- [Work to be completed]: Rewrite the lines below as a numbered list, omitting any blank lines.
★ ★ ★ ★ ★
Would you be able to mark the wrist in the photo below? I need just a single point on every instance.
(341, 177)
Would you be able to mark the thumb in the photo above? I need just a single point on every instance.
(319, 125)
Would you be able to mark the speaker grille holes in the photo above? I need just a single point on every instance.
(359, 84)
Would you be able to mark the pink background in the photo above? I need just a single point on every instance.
★ ★ ★ ★ ★
- [Answer for the task]:
1. Would you be able to mark the wrist in the photo below? I need just a single point on every instance.
2. (341, 177)
3. Would you be able to mark the thumb in the photo above? I need just a single point on every instance.
4. (319, 125)
5. Would you be able to mark the speaker grille holes in the photo above? I need just a single point on every instance.
6. (359, 84)
7. Would you be able to mark the pink background in the photo above? I need just a single point on every instance.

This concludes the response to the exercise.